Write out, word for word, every line from the one containing "Where can you spot the player's hand?" through the last line of the records below, both ends included.

___ Supplied material ___

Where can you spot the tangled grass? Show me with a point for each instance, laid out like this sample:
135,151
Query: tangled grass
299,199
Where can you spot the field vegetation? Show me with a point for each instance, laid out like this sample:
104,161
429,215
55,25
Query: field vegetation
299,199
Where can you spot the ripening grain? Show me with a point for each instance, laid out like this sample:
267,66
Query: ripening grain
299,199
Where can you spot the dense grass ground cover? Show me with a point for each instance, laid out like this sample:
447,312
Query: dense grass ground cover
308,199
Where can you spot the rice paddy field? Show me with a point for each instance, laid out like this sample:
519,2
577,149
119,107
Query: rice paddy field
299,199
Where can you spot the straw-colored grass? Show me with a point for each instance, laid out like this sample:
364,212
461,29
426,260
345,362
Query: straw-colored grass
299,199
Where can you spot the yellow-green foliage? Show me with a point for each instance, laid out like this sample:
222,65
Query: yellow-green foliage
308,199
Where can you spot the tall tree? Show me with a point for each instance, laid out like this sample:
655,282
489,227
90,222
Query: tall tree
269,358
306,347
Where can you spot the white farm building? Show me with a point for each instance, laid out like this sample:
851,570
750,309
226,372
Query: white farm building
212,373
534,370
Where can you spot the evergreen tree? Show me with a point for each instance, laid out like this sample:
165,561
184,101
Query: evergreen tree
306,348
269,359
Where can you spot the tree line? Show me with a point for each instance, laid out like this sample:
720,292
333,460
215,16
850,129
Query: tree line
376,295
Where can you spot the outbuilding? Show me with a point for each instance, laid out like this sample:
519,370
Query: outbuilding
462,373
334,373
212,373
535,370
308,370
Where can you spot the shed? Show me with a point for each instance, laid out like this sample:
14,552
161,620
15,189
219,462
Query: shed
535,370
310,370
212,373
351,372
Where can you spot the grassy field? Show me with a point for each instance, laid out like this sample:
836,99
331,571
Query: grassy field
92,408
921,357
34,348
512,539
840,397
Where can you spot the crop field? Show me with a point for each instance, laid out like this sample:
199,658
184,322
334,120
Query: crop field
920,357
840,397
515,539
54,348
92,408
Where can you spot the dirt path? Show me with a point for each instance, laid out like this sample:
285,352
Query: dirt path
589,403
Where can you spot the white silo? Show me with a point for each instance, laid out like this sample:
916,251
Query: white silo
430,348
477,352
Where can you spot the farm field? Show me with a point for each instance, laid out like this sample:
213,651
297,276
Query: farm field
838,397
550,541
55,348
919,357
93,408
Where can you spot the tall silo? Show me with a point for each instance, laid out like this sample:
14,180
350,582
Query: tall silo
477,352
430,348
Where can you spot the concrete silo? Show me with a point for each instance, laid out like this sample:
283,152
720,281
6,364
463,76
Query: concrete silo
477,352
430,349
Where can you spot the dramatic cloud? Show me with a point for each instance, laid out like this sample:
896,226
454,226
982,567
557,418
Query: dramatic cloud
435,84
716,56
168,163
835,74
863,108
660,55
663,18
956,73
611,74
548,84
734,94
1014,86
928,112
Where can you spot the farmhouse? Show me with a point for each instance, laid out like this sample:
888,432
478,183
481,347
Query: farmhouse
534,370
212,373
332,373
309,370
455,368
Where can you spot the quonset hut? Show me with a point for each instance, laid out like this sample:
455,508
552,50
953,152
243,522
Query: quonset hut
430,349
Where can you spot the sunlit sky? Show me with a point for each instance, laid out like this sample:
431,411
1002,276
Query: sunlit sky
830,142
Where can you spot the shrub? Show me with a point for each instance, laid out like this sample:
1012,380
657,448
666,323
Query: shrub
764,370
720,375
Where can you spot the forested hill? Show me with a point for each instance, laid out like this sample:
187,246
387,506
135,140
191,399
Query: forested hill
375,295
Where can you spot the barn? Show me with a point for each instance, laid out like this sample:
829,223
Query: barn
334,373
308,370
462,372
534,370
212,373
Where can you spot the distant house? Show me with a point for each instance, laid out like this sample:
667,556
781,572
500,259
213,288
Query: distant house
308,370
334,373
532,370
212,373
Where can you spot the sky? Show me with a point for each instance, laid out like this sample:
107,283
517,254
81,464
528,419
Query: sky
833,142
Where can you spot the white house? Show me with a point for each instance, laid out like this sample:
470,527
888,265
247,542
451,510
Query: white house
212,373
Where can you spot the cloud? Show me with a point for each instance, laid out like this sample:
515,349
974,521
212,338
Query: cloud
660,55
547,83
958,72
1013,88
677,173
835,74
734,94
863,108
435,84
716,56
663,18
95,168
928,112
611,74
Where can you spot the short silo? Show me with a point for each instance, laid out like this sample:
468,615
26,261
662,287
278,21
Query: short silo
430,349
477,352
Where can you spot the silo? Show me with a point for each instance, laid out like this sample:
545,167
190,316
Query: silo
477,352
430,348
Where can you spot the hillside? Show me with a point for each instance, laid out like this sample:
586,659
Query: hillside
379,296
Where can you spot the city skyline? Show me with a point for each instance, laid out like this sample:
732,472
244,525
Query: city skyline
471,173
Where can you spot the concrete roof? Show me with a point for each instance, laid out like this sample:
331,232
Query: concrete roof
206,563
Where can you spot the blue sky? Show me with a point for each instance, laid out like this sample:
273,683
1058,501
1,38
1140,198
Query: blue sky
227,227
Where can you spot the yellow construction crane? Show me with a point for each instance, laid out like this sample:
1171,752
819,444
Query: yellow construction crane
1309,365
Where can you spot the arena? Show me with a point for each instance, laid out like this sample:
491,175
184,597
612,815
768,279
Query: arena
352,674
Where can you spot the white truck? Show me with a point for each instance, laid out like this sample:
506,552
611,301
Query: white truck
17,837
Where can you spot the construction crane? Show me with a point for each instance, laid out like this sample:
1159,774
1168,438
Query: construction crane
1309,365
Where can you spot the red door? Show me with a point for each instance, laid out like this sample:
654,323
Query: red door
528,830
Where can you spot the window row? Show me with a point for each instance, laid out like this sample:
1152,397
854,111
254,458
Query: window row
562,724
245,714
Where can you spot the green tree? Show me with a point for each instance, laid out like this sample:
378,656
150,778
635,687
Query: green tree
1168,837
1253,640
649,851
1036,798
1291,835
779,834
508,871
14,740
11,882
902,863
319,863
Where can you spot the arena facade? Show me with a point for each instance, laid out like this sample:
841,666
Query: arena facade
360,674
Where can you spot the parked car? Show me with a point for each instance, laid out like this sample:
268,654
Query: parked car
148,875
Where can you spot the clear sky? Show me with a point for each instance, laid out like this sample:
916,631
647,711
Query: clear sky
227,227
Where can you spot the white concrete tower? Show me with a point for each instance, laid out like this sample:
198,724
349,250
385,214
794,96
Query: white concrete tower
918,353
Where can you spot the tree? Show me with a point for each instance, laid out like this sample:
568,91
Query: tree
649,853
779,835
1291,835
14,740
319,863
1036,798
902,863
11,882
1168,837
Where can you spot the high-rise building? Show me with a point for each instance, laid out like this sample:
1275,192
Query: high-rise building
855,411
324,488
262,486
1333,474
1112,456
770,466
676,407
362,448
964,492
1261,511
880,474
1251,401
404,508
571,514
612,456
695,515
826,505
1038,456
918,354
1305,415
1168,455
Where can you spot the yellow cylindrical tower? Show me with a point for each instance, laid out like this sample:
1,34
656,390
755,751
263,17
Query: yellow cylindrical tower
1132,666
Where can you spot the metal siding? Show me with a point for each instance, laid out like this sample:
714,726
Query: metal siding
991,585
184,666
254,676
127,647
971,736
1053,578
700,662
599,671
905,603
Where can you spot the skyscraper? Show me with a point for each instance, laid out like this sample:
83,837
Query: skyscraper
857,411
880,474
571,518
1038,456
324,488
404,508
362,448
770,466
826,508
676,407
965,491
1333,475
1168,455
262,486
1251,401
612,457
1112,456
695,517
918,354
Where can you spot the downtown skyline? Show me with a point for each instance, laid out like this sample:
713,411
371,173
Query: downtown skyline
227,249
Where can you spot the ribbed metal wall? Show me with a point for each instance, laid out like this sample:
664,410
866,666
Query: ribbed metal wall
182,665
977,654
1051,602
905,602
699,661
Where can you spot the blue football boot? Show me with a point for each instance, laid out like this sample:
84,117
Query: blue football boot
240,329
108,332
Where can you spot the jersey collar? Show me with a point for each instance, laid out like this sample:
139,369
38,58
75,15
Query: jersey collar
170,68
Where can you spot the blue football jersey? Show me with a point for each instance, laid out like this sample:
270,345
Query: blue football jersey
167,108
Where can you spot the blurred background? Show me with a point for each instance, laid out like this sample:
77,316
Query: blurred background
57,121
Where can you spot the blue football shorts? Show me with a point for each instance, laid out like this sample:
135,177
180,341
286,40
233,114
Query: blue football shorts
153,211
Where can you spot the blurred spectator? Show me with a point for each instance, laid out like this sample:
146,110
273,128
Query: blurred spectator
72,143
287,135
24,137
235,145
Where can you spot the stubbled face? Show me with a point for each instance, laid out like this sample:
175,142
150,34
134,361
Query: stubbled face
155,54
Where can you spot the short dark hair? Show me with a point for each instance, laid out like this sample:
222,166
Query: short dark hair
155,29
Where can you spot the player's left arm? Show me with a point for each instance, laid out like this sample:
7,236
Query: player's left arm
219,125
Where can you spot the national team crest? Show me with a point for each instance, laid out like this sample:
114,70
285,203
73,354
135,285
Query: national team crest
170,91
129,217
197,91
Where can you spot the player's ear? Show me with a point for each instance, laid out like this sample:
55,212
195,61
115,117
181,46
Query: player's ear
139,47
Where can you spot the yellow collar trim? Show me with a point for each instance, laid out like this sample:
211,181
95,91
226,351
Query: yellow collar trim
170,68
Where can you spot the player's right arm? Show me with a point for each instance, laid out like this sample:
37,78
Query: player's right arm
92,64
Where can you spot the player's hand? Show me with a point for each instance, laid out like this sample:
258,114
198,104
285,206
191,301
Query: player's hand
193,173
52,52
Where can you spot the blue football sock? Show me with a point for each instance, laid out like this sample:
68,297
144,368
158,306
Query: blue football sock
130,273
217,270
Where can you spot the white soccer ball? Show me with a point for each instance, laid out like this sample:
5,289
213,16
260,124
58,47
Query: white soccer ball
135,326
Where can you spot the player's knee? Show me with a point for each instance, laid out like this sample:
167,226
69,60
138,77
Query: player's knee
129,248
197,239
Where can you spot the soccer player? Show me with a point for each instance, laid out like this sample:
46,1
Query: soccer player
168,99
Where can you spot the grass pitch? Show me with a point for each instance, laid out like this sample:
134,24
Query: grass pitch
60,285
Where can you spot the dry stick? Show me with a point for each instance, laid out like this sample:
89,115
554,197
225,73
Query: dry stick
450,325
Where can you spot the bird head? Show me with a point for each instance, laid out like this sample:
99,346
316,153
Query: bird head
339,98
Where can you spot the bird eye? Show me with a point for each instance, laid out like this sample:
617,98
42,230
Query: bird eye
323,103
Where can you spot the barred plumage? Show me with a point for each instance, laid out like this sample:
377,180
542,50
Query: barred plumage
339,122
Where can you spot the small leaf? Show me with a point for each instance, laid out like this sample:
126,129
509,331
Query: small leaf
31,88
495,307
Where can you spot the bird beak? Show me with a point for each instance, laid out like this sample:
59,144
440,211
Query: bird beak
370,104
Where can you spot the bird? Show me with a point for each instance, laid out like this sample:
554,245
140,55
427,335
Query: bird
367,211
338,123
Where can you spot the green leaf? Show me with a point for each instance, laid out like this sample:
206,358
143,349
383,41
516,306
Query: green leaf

___

## Problem solution
Where can you spot the player's hand? Show me with a point for each instance, laid out like this sample:
258,114
198,104
285,206
191,301
Query: player's hand
193,173
52,52
Where can you spot the blue football sock? Show me with a point for each instance, laid out like this sample:
68,297
144,368
158,306
Query: blue football sock
130,273
217,270
Where can you spot the white soccer ball? Show me with a point for each instance, laid out like this sample:
5,289
213,16
260,124
58,47
Query: white soccer ball
135,326
Where can you spot the player's knee? Show me with a point for each instance, laid out like this sample:
167,226
69,60
138,77
Query: player's knee
129,248
197,239
Where can you spot the soccer player? Show me with a point for each instance, laid out like this sample:
46,1
Query: soccer player
168,99
Where can you spot the grass pitch? Show me with a point for each instance, laid out like this sample:
134,24
Query: grass pitch
60,285
Where can you spot the dry stick? Show me with a point for each instance, laid out like this sample:
89,115
554,197
225,73
Query: dry stick
450,325
Where can you spot the bird head? Show me with a point for each instance, laid out like this sample:
99,346
316,153
Query: bird head
339,98
Where can you spot the bird eye? Show me with a point for each instance, laid out like this sample:
617,98
42,230
Query: bird eye
323,103
Where can you spot the barred plumage? Show me with a point for each instance, laid out like this sample:
377,180
542,50
Query: barred plumage
339,122
Where can you spot the small leaf? Show me with a point for each instance, laid out like this sample:
126,129
509,331
Query: small leaf
31,88
495,307
Where can you spot the bird beak? Show me with a point for each instance, laid out like this sample:
59,144
440,211
Query: bird beak
370,104
Where can you spot the bird? Show me with a point for each instance, laid out like this sample:
554,245
140,55
427,335
Query: bird
367,211
338,123
Where can you spot the green leaf? Show me with a point for each instance, laid out like this sample:
206,358
143,349
383,41
516,306
Query: green leaf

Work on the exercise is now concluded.